-- Task brief --
When you reach the line containing "Do you think you could detect every damaged", begin copying exactly, and keep going through the last line of the records below, copying nothing before it.

-- Records shown --
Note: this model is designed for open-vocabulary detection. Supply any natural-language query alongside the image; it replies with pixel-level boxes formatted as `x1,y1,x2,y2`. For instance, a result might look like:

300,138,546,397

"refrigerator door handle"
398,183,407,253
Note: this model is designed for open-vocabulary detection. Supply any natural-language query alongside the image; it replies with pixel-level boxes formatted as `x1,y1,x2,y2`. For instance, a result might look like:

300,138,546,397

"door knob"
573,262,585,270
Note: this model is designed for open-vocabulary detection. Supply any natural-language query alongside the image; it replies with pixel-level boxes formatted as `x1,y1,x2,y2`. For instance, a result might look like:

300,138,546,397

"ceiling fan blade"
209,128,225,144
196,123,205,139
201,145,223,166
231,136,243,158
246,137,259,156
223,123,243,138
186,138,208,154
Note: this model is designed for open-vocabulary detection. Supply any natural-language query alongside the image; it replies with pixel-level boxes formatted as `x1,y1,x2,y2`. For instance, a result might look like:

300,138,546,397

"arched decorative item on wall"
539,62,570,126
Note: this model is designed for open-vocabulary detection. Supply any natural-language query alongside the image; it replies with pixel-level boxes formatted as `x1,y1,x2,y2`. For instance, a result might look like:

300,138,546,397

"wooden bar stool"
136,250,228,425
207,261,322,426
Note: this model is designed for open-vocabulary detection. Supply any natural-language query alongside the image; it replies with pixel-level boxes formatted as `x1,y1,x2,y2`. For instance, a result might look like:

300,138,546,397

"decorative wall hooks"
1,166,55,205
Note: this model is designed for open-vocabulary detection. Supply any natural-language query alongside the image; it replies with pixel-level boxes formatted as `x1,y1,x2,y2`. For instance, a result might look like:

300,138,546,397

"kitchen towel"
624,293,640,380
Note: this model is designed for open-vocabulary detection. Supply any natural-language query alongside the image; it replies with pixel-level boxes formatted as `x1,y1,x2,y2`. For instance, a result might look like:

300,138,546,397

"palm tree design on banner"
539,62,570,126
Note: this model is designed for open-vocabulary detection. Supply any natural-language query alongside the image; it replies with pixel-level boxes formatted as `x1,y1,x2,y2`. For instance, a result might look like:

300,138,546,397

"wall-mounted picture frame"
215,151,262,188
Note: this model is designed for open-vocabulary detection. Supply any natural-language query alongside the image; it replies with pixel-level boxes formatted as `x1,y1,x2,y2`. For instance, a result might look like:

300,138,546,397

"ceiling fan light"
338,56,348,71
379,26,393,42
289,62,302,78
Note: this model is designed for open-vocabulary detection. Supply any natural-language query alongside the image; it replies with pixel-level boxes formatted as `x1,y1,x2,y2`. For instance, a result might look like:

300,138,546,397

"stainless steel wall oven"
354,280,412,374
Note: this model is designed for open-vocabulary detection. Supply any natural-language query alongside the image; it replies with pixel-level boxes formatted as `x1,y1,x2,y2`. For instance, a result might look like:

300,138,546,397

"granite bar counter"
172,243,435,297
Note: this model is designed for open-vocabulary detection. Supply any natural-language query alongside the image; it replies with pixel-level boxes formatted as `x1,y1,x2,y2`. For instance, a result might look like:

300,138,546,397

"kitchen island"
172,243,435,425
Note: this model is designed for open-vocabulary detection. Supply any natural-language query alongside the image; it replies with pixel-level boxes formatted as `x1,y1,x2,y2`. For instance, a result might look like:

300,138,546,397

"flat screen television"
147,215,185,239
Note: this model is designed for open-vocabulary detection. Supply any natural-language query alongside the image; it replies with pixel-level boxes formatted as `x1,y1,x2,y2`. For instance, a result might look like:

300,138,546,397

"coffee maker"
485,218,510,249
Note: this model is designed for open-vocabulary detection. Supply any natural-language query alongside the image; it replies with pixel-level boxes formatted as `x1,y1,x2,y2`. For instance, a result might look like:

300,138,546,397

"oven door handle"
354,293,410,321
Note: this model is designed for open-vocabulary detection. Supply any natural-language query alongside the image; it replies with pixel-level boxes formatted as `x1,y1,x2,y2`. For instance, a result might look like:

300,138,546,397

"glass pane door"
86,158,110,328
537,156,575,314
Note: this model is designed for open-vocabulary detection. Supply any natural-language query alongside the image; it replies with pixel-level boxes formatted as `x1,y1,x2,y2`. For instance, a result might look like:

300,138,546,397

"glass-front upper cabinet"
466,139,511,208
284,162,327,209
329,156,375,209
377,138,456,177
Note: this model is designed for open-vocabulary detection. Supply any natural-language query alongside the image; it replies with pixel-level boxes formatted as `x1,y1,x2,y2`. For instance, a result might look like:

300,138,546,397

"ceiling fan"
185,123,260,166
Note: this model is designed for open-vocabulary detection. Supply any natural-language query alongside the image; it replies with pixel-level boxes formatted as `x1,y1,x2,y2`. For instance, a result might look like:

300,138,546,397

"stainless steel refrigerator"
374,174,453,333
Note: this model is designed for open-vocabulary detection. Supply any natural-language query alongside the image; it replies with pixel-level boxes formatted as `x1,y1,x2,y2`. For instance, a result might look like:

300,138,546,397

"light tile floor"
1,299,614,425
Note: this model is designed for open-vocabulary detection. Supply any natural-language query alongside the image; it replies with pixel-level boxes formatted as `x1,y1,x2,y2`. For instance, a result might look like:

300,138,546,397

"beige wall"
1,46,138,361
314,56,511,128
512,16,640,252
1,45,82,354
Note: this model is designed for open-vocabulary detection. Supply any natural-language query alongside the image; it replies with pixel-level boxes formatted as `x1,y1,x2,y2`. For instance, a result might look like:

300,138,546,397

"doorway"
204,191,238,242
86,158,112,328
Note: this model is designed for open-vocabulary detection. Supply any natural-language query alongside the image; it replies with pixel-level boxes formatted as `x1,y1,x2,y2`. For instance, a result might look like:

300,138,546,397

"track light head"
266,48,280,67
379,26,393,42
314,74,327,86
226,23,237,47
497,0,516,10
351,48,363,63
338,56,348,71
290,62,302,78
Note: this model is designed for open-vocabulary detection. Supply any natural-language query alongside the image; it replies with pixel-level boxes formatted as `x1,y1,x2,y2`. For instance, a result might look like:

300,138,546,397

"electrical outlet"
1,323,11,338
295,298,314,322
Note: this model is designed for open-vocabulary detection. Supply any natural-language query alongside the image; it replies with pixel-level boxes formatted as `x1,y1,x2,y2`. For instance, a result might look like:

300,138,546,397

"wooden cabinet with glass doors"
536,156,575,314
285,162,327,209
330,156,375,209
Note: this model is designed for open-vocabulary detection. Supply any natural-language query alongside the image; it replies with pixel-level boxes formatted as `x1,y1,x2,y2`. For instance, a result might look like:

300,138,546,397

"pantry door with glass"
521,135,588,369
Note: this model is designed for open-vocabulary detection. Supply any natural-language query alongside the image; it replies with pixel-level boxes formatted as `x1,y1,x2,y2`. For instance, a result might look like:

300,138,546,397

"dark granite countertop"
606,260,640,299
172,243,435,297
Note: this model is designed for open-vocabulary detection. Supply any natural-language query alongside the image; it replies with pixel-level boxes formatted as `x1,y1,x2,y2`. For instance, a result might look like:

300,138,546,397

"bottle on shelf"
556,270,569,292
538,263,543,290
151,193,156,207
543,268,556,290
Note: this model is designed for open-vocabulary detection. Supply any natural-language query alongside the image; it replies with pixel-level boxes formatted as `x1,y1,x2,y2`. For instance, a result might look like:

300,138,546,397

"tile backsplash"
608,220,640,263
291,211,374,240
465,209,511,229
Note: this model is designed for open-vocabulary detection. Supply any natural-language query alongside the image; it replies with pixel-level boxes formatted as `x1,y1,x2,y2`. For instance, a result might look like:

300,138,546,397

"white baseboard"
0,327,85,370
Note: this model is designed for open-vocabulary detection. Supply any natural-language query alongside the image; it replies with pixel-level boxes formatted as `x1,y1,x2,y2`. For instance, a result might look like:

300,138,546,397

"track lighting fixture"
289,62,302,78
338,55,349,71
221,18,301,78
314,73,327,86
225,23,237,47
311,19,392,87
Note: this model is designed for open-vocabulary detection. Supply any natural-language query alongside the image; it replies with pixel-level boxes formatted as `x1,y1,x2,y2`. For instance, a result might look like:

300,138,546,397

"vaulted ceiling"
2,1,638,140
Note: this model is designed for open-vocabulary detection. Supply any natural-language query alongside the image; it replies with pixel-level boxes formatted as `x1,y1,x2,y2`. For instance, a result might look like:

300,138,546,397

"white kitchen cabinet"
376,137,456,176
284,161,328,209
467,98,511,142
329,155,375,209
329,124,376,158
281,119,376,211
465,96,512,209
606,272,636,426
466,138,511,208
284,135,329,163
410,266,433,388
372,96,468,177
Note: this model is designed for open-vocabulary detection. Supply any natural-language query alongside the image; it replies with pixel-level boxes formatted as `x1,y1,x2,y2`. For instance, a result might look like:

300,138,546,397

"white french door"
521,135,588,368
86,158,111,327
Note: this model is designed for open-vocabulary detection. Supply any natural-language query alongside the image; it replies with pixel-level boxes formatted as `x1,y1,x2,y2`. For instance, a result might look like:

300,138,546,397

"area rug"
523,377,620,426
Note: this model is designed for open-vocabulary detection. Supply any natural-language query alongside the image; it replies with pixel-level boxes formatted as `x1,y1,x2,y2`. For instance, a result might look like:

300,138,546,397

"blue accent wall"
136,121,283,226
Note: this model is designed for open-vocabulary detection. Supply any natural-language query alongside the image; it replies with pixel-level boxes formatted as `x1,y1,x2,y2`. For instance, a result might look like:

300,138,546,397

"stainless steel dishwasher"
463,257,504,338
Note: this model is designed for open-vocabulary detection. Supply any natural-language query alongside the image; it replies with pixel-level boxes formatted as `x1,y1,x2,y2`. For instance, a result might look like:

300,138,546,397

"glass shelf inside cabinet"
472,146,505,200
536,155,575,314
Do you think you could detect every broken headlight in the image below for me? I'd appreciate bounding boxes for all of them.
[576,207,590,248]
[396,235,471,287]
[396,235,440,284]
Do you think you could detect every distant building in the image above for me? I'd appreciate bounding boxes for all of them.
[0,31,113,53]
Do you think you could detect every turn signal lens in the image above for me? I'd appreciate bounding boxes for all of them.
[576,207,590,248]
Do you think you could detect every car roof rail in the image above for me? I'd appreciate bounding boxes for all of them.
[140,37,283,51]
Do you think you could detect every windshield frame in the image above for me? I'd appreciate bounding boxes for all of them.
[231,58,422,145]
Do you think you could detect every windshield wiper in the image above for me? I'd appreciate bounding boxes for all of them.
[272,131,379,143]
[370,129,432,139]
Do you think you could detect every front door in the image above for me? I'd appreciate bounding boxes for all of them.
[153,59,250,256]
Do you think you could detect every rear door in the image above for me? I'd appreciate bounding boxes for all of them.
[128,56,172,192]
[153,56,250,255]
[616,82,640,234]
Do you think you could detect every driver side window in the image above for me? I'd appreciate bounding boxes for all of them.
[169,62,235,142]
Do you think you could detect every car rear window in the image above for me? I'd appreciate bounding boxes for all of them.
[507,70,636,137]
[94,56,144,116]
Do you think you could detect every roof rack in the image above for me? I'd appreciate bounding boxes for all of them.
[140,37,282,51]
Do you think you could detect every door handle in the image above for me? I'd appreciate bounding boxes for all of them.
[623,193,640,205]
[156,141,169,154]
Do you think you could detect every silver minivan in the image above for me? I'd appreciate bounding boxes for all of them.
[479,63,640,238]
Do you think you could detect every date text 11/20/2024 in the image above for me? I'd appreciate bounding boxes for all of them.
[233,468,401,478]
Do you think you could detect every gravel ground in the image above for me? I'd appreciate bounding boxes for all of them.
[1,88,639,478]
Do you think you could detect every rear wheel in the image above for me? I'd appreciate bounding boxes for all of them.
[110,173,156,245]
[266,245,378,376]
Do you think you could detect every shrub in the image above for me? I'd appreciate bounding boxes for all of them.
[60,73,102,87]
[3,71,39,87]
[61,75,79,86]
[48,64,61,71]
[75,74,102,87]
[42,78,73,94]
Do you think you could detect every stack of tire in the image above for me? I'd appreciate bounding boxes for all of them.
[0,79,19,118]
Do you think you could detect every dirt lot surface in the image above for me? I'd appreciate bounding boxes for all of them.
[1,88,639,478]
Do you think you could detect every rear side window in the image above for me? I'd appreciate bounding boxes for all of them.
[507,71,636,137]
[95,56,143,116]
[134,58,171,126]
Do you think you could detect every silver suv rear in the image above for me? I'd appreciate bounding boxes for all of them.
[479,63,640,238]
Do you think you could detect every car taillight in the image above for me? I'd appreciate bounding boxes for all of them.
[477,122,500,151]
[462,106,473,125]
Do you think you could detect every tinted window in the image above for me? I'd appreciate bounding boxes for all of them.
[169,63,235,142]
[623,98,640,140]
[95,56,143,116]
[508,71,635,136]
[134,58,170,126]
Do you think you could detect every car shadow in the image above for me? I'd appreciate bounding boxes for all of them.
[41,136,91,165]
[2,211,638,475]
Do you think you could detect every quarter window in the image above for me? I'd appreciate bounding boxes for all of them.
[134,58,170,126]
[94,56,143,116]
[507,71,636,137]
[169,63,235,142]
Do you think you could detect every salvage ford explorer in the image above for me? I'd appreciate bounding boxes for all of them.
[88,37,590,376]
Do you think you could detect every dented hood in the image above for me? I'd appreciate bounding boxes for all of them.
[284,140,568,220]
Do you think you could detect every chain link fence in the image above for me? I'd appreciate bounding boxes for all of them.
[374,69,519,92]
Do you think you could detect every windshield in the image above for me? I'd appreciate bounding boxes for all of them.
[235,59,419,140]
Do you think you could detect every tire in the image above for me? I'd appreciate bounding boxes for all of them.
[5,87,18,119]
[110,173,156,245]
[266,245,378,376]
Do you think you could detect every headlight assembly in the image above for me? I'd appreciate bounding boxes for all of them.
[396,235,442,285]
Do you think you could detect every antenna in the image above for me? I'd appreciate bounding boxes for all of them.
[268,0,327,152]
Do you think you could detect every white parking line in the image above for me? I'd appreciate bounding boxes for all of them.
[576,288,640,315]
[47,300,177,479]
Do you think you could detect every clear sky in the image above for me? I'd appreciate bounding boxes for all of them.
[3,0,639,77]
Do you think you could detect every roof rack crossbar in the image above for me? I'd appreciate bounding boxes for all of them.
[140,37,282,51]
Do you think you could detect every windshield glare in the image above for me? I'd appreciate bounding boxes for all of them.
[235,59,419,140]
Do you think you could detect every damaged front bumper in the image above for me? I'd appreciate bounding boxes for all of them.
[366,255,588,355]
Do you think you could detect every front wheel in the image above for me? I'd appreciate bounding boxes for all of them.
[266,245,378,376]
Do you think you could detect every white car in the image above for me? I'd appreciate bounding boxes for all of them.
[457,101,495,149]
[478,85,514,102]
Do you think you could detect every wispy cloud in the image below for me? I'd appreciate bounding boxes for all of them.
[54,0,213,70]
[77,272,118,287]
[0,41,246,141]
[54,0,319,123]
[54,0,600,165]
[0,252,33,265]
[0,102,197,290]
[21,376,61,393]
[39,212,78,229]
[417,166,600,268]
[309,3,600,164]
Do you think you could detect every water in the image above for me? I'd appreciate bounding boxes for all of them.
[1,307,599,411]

-- Reply --
Do you think you could detect every damaged front bumper in the image above for me? I'd appreciate bounding boxes for all of them.
[366,255,588,355]
Do you think you could detect every front wheel in the image above for me? I'd appreciate bounding boxes for all of them.
[266,245,378,376]
Do you think you could detect every white car in the image above for me? I'd appreciate bounding boxes for all of them.
[457,101,495,149]
[478,85,514,102]
Do you think you could detect every wispy cloud in the image below for me? I'd appreciate bounding boxes for all of them.
[54,0,213,70]
[77,272,118,287]
[0,41,246,141]
[54,0,319,123]
[54,0,600,165]
[0,252,33,265]
[0,102,197,290]
[21,376,61,393]
[39,212,78,229]
[417,166,600,268]
[309,3,600,164]
Do you think you could detect every water in the image above for me? I'd appreciate bounding boxes for all of them.
[1,307,599,411]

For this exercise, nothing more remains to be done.